__Passage given__
# Need Some Help To With This Video



## Silverbear (19/8/14)

This lady is attempting to show how to refill a carto for a cig-a-like, but I am damned if I can see what see is trying to demonstrate. Need someone else to perherps tell how or what she is doing.

Reactions: Funny 6


----------



## WHeunis (19/8/14)

As far as I can gather she is trying to show off her tits while being sloshed.

Also, some sideshow about filling a carto... and doing so pretty poorly.
Basically just forcing liquid into the carto through the little airhole at the bottom, by using the little sleeve that the carto came packed in.


EDIT: a few hours later, i caught on to your *wink*; I'm clearly way too old and too married...

Reactions: Thanks 1


----------



## Silverbear (19/8/14)




----------



## Kuhlkatz (19/8/14)

Now that's some really nice tips....
TIPS I said !!

P.S. I confess that I had to watch the video twice as I saw no demo on the first attempt - it really takes concentration.

P.P.S. Now I'm wondering if Rip Trippers got some inspiration off this video for his signature saying ?

Reactions: Funny 3


----------



## BumbleBee (20/8/14)

I'm sorry, you guys lost me, is this video somehow vape related?

Reactions: Funny 3


----------



## WHeunis (20/8/14)

WHeunis said:


> As far as I can gather she is trying to show off her tits while being sloshed.
> 
> Also, some sideshow about filling a carto... and doing so pretty poorly.
> Basically just forcing liquid into the carto through the little airhole at the bottom, by using the little sleeve that the carto came packed in.


 
@Silverbear 
a few hours later, i caught on to your *wink*; I'm clearly way too old and too married...

Reactions: Funny 1


----------



## zadiac (20/8/14)

What refill? I never saw a refill vid


----------



## BumbleBee (20/8/14)

zadiac said:


> What refill? I never saw a refill vid


yeah, checked it again.... something about a condom, will try watching it again later, I know she's trying to tell us something


----------



## Marzuq (20/8/14)

I watched. I focused. I liked. No idea what it was about but I was concentrating all the way thru. 

Sent from my SM-N9005 using Tapatalk


----------

__Aim of the exercise__
Answer these questions from the forum thread:
1. According to WHeunis, through what opening was liquid forced into the carto?
2. How many times did Kuhlkatz have to watch the video?
3. What device was Marzuq's post sent from?
The data after this point comes from a separate source, not from the forum thread.

__Data section__
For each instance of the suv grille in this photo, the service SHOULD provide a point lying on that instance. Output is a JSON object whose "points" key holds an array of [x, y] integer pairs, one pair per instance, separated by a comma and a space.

__Solution for this task__
1. The little airhole at the bottom of the carto.
2. Twice.
3. An SM-N9005, using Tapatalk.